Stored items
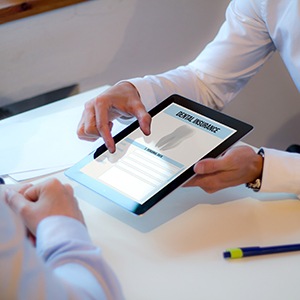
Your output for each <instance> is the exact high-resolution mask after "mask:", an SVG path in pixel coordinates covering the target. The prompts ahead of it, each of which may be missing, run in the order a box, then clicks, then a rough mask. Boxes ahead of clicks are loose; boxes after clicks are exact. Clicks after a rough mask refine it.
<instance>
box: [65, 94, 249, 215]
mask: <svg viewBox="0 0 300 300" xmlns="http://www.w3.org/2000/svg"><path fill="white" fill-rule="evenodd" d="M149 114H150V115H151V117H152V123H151V135H149V136H145V135H144V134H143V133H142V131H141V130H140V128H139V124H138V122H137V121H135V122H133V123H132V124H131V125H129V126H128V127H127V128H125V129H124V130H123V131H121V132H120V133H119V134H117V135H116V136H115V138H114V140H115V143H116V151H115V152H114V153H113V154H112V153H110V152H109V151H108V150H107V148H106V147H105V145H103V146H101V147H99V148H98V149H97V150H96V151H95V152H94V153H91V154H90V155H89V156H88V157H86V158H84V159H83V160H82V161H80V162H79V163H77V164H76V165H74V166H73V167H71V168H70V169H68V170H67V171H66V173H65V174H66V175H67V176H68V177H70V178H71V179H73V180H76V181H77V182H79V183H81V184H83V185H84V186H86V187H88V188H90V189H91V190H93V191H95V192H96V193H98V194H101V195H102V196H104V197H105V198H107V199H109V200H111V201H113V202H115V203H117V204H118V205H121V206H122V207H124V208H126V209H127V210H129V211H131V212H133V213H135V214H138V215H140V214H143V213H145V212H146V211H147V210H148V209H149V208H151V207H152V206H153V205H155V204H156V203H157V202H159V201H160V200H162V199H163V198H164V197H165V196H166V195H168V194H169V193H170V192H172V191H173V190H174V189H176V188H177V187H179V186H181V185H182V184H183V183H185V182H186V181H187V180H188V179H190V178H191V177H192V176H193V175H194V171H193V166H194V164H195V163H196V162H197V161H199V160H200V159H203V158H208V157H212V158H215V157H217V156H219V155H220V154H222V153H223V152H224V151H225V150H226V149H227V148H229V147H230V146H231V145H233V144H234V143H235V142H237V141H238V140H239V139H241V138H242V137H243V136H244V135H246V134H247V133H248V132H249V131H251V130H252V128H253V127H252V126H251V125H249V124H246V123H244V122H242V121H240V120H237V119H234V118H232V117H230V116H227V115H225V114H223V113H220V112H218V111H215V110H213V109H210V108H208V107H206V106H203V105H201V104H199V103H196V102H194V101H191V100H189V99H186V98H184V97H181V96H179V95H172V96H170V97H169V98H167V99H166V100H164V101H163V102H161V103H160V104H159V105H157V106H156V107H154V108H153V109H152V110H150V111H149ZM99 201H103V200H101V199H100V198H99Z"/></svg>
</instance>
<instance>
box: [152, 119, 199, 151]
mask: <svg viewBox="0 0 300 300" xmlns="http://www.w3.org/2000/svg"><path fill="white" fill-rule="evenodd" d="M193 133H194V130H193V129H192V128H191V127H189V126H187V125H182V126H180V127H178V128H176V129H175V130H174V131H173V132H171V133H170V134H167V135H165V136H164V137H162V138H161V139H160V140H159V141H158V142H157V143H156V145H155V146H156V147H158V148H159V150H169V149H172V148H174V147H176V146H177V145H179V144H180V143H181V142H183V141H184V140H185V139H187V138H188V137H190V136H191V135H192V134H193Z"/></svg>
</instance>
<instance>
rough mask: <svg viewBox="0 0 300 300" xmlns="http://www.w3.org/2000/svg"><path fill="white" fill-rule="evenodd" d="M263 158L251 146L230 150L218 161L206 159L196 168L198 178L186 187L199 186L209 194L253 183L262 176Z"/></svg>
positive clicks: (220, 158) (196, 178)
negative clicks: (229, 187) (253, 149)
mask: <svg viewBox="0 0 300 300" xmlns="http://www.w3.org/2000/svg"><path fill="white" fill-rule="evenodd" d="M262 169H263V158H262V157H261V156H260V155H259V154H257V153H256V152H255V151H254V150H253V149H252V148H251V147H249V146H239V147H233V148H231V149H229V150H228V151H227V152H226V153H225V154H224V155H223V156H221V157H219V158H216V159H204V160H201V161H199V162H198V163H197V164H196V165H195V166H194V171H195V173H196V176H194V177H193V178H192V179H191V180H189V181H188V182H187V183H186V184H185V186H199V187H200V188H202V189H203V190H204V191H206V192H207V193H214V192H217V191H219V190H221V189H224V188H228V187H232V186H236V185H239V184H243V183H246V182H252V181H254V180H255V179H256V178H259V177H260V176H261V173H262Z"/></svg>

Task: Copy every line of the records above word for word, omitting the pictures.

Output below:
Your output for each <instance> is the exact high-resolution mask after "mask:", an SVG path in pixel coordinates covering the target. The prompts ahead of it, each of which may be missing, run in the order a box, then clicks, then a rough mask. Boxes ahead of clicks are loose; boxes after clicks are exact. Clicks after a rough mask refine it.
<instance>
box: [65, 94, 249, 215]
mask: <svg viewBox="0 0 300 300" xmlns="http://www.w3.org/2000/svg"><path fill="white" fill-rule="evenodd" d="M149 114H150V115H151V117H152V123H151V135H149V136H145V135H144V134H143V133H142V131H141V130H140V128H139V124H138V122H137V121H135V122H133V123H132V124H131V125H129V126H128V127H127V128H125V129H124V130H123V131H121V132H120V133H119V134H117V135H116V136H115V138H114V140H115V143H116V151H115V152H114V153H113V154H112V153H110V152H109V151H108V150H107V148H106V147H105V145H103V146H101V147H99V148H98V149H97V150H96V151H95V152H94V153H91V154H90V155H89V156H88V157H86V158H84V159H83V160H82V161H80V162H79V163H77V164H76V165H74V166H73V167H71V168H70V169H68V170H67V171H66V173H65V174H66V175H67V176H68V177H70V178H71V179H73V180H76V181H77V182H79V183H81V184H83V185H84V186H86V187H88V188H90V189H91V190H93V191H95V192H96V193H98V194H101V195H102V196H104V197H105V198H107V199H109V200H111V201H113V202H115V203H117V204H118V205H121V206H122V207H124V208H126V209H127V210H129V211H131V212H133V213H135V214H138V215H140V214H143V213H145V212H146V211H147V210H148V209H149V208H151V207H152V206H153V205H155V204H156V203H157V202H159V201H160V200H162V199H163V198H164V197H165V196H166V195H168V194H169V193H170V192H172V191H173V190H174V189H176V188H177V187H179V186H181V185H182V184H183V183H185V182H186V181H187V180H188V179H190V178H191V177H192V176H193V175H194V171H193V166H194V164H195V163H196V162H197V161H199V160H200V159H203V158H208V157H212V158H215V157H217V156H219V155H220V154H222V153H223V152H224V151H225V150H226V149H227V148H229V147H230V146H231V145H233V144H234V143H235V142H237V141H238V140H239V139H241V138H242V137H243V136H244V135H246V134H247V133H248V132H249V131H251V130H252V128H253V127H252V126H251V125H249V124H246V123H244V122H242V121H240V120H237V119H234V118H232V117H230V116H227V115H225V114H223V113H220V112H218V111H215V110H213V109H210V108H208V107H206V106H203V105H201V104H199V103H196V102H194V101H191V100H189V99H186V98H184V97H181V96H179V95H172V96H170V97H169V98H167V99H166V100H164V101H163V102H161V103H160V104H159V105H157V106H156V107H154V108H153V109H152V110H150V111H149ZM99 201H103V200H101V199H100V198H99Z"/></svg>
</instance>
<instance>
box: [152, 119, 199, 151]
mask: <svg viewBox="0 0 300 300" xmlns="http://www.w3.org/2000/svg"><path fill="white" fill-rule="evenodd" d="M193 133H194V130H193V129H192V128H191V127H189V126H187V125H182V126H180V127H178V128H176V129H175V130H174V131H173V132H171V133H170V134H167V135H165V136H164V137H162V138H161V139H160V140H159V141H158V142H157V143H156V145H155V146H156V147H158V148H159V150H169V149H172V148H174V147H176V146H177V145H179V144H180V143H181V142H183V141H184V140H185V139H187V138H188V137H190V136H191V135H192V134H193Z"/></svg>
</instance>
<instance>
rough mask: <svg viewBox="0 0 300 300" xmlns="http://www.w3.org/2000/svg"><path fill="white" fill-rule="evenodd" d="M263 158L251 146L230 150L218 161L206 159L196 168L198 178L186 187L199 186L209 194L253 183L262 176Z"/></svg>
positive clicks: (220, 158) (196, 178)
negative clicks: (229, 187) (253, 149)
mask: <svg viewBox="0 0 300 300" xmlns="http://www.w3.org/2000/svg"><path fill="white" fill-rule="evenodd" d="M262 169H263V158H262V157H261V156H260V155H259V154H257V153H256V152H255V151H254V150H253V149H252V148H251V147H249V146H239V147H233V148H231V149H229V150H228V151H227V152H226V153H225V154H224V155H223V156H221V157H219V158H216V159H204V160H201V161H199V162H198V163H197V164H196V165H195V166H194V171H195V173H196V176H194V177H193V178H192V179H191V180H189V181H188V182H187V183H186V184H185V186H199V187H200V188H202V189H203V190H204V191H206V192H207V193H214V192H217V191H219V190H221V189H224V188H228V187H232V186H236V185H239V184H243V183H246V182H252V181H254V180H255V179H256V178H259V177H260V176H261V173H262Z"/></svg>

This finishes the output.